THE PROBLEM: Rewrite the stretch from "Those pumps are" through "a half ago." in the Oyster Creek storm article, putting "Fukushima accident" in place of "Fukushima disaster".

Segment Start: DOCUMENT PASSAGE

* Exelon Corp declares alert at New Jersey Oyster Creek nuclear plant on storm surge
* Fire suppression system may need to be used to cool spent rods if further water rise-NRC
* Exelon says no threat to public health or safety
By Scott DiSavino
NEW YORK, Oct 30 (Reuters) - Exelon Corp declared an "alert" at its New Jersey Oyster Creek nuclear power plant due to a record storm surge, the Nuclear Regulatory Commission said, warning that a further water rise could force the country's oldest working plant to use emergency water supplies to cool spent uranium fuel rods.
The alert -- the second lowest of four NRC action levels -- came after water levels at the plant rose by more than 6.5 feet (2 meters), potentially affecting the pumps that circulate water through the plant, an NRC spokesman said late on Monday.
Those pumps are not essential since the 43-year-old plant was shut for planned refueling since Oct. 22. However, a further rise to 7 feet could submerge the service water pump motor that is used to cool the water in the spent fuel pool.
Exelon said in a statement that there was no danger to equipment and no threat to public health or safety.
The incident at Oyster Creek, which is about 60 miles (95 km) east of Philadelphia on the New Jersey Coast, came as Sandy made landfall as the largest Atlantic storm ever, bringing up to 90 mile per hour (mph) winds and 13-foot storm surges in the biggest test of the industry's emergency preparedness since the Fukushima disaster in Japan a year and a half ago.

Segment End: DOCUMENT PASSAGE
Segment Start: DATA UNDER STUDY

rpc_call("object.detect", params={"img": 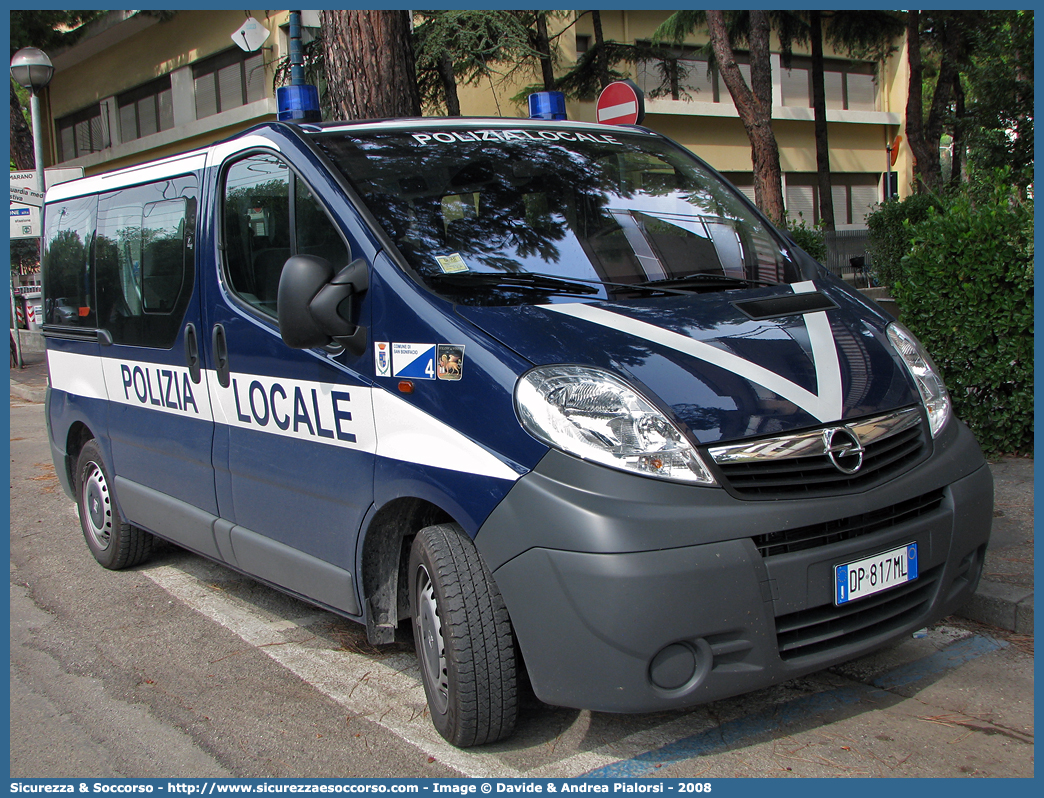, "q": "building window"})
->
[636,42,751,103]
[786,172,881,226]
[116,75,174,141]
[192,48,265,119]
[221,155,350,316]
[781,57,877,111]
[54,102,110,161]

Segment End: DATA UNDER STUDY
Segment Start: DATA UNDER STUDY

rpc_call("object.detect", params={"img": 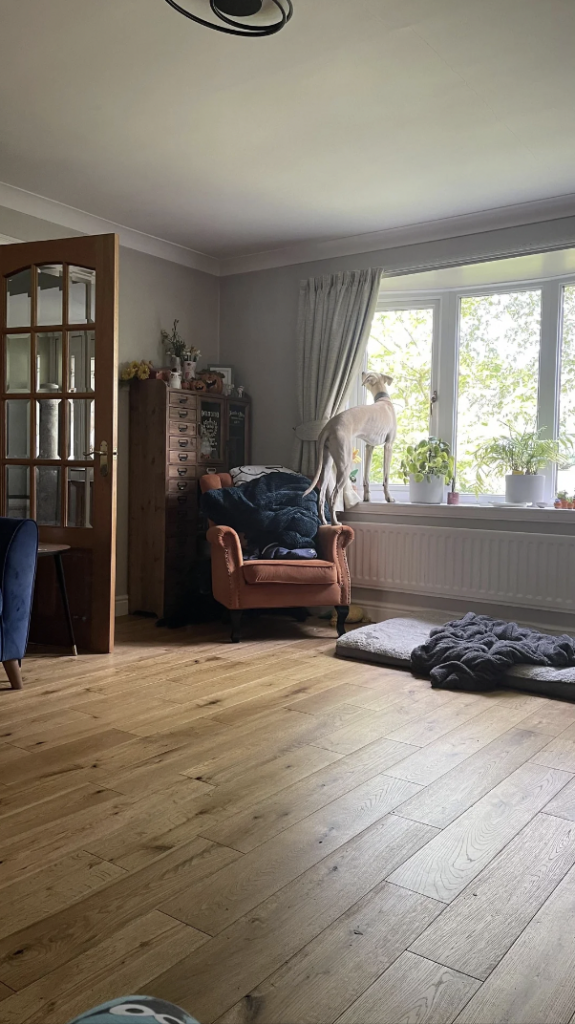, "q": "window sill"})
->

Segment End: DATA UNDER STUDY
Segment Start: DATA UNDER STUDY

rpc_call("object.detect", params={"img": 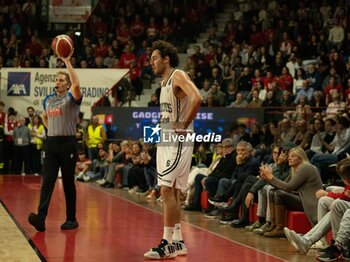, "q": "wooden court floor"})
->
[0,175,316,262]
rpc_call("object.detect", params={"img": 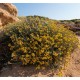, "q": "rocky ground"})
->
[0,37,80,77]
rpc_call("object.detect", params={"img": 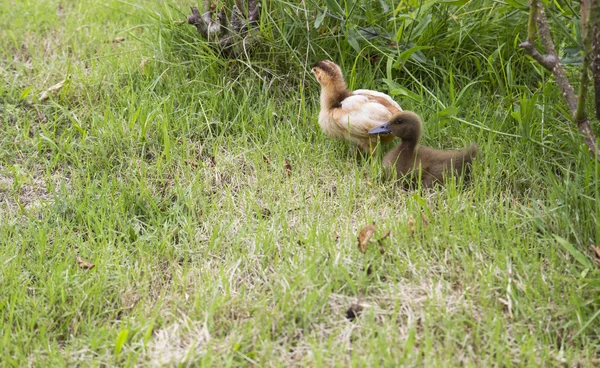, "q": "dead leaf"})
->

Segment End: DATA UNDER STUDY

OUTPUT BELOW:
Those pumps are not essential since the 43-year-old plant was shut for planned refueling since Oct. 22. However, a further rise to 7 feet could submerge the service water pump motor that is used to cool the water in the spent fuel pool.
Exelon said in a statement that there was no danger to equipment and no threat to public health or safety.
The incident at Oyster Creek, which is about 60 miles (95 km) east of Philadelphia on the New Jersey Coast, came as Sandy made landfall as the largest Atlantic storm ever, bringing up to 90 mile per hour (mph) winds and 13-foot storm surges in the biggest test of the industry's emergency preparedness since the Fukushima accident in Japan a year and a half ago.